Extrait fourni —

Cet ouvrage de témoignage, au style très personnel, relate les grandes étapes de l’émergence du secteur de la microfinance au Maroc, secteur qui a reçu, en 2005, une importante reconnaissance nationale (accord-cadre avec l’Etat) et internationale (Prix du microcrédit du PNUD). Constitué d’associations, sans collecte d’épargne mais dotées de fonds de crédit par les ONG, les pouvoirs publics ou les agences de coopération, il sert en crédit plus de 40 % du public de la microfinance dans le monde arabe. Rida Lamrini a été le premier Président de la Fédération nationale des associations de microcrédit du maroc (Fnam), de 2001 à 2008 et son ouvrage permet de rétablir quelques vérités oubliées dans les reconstitutions historiques accompagnant le succès médiatique du secteur.

Un militantisme associatif relevant du « trouble à l’ordre public »

Extraits d'un jeu de données d'annotation de lieux:
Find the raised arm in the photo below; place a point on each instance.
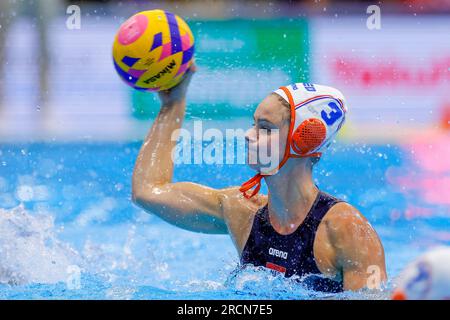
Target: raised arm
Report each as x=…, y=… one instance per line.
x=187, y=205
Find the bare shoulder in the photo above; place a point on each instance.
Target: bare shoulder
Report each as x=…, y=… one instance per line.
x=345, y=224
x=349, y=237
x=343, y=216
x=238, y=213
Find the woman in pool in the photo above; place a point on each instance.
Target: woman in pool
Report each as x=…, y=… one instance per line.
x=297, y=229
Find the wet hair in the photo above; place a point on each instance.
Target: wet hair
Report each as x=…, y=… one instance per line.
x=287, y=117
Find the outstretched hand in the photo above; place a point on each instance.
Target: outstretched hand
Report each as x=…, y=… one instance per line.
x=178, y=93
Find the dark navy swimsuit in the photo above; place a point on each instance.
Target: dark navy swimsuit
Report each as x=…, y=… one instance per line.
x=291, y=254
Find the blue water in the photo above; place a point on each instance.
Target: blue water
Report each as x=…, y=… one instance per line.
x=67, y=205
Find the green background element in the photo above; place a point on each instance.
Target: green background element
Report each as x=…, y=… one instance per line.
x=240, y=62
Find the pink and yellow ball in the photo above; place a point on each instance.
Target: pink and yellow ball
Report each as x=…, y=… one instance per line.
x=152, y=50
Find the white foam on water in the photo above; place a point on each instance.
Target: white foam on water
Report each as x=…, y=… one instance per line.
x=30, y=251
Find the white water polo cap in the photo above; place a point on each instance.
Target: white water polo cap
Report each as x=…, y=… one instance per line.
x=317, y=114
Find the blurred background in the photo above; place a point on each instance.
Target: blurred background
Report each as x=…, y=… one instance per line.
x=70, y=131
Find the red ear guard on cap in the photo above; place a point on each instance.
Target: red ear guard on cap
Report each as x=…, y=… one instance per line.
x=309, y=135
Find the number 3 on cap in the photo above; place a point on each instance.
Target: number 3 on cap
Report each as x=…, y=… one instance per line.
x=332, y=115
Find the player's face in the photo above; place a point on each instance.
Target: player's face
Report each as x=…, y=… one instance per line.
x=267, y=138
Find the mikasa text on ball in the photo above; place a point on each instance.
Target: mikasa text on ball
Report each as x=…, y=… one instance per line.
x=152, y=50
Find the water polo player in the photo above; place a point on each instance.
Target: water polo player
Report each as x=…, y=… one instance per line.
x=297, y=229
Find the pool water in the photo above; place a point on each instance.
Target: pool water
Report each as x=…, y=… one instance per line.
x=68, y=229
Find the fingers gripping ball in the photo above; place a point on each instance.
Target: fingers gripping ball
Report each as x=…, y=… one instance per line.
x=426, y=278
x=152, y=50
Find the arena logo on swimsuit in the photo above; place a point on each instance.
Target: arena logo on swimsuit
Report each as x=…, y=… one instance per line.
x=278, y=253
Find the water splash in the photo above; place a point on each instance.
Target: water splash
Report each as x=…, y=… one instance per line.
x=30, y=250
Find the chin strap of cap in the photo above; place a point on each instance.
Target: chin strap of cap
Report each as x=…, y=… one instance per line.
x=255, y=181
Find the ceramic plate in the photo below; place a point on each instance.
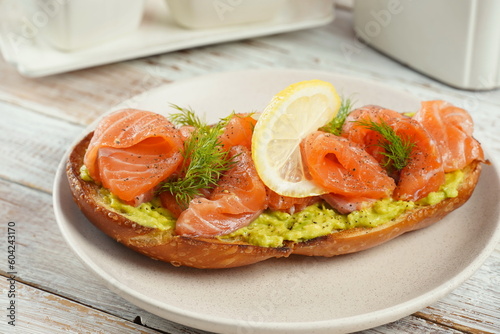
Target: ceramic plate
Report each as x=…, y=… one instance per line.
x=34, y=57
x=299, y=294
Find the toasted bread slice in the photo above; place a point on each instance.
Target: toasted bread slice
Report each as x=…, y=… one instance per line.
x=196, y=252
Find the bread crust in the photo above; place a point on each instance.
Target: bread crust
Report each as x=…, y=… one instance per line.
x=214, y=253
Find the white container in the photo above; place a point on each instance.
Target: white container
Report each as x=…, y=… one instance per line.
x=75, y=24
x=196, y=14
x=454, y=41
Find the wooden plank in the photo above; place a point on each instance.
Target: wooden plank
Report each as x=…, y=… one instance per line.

Parties de l'exercice —
a) Dans l'extrait fourni, qu'est-ce qui montre que le secteur de la microfinance au Maroc a obtenu en 2005 une reconnaissance à la fois nationale et internationale ?
b) D'après l'extrait fourni, quelle part du public de la microfinance dans le monde arabe le secteur marocain sert-il en crédit ?

Solutions des problèmes —
a) La reconnaissance nationale a pris la forme d'un accord-cadre avec l'État. La reconnaissance internationale est venue du Prix du microcrédit du PNUD.

b) Il en sert plus de 40 %.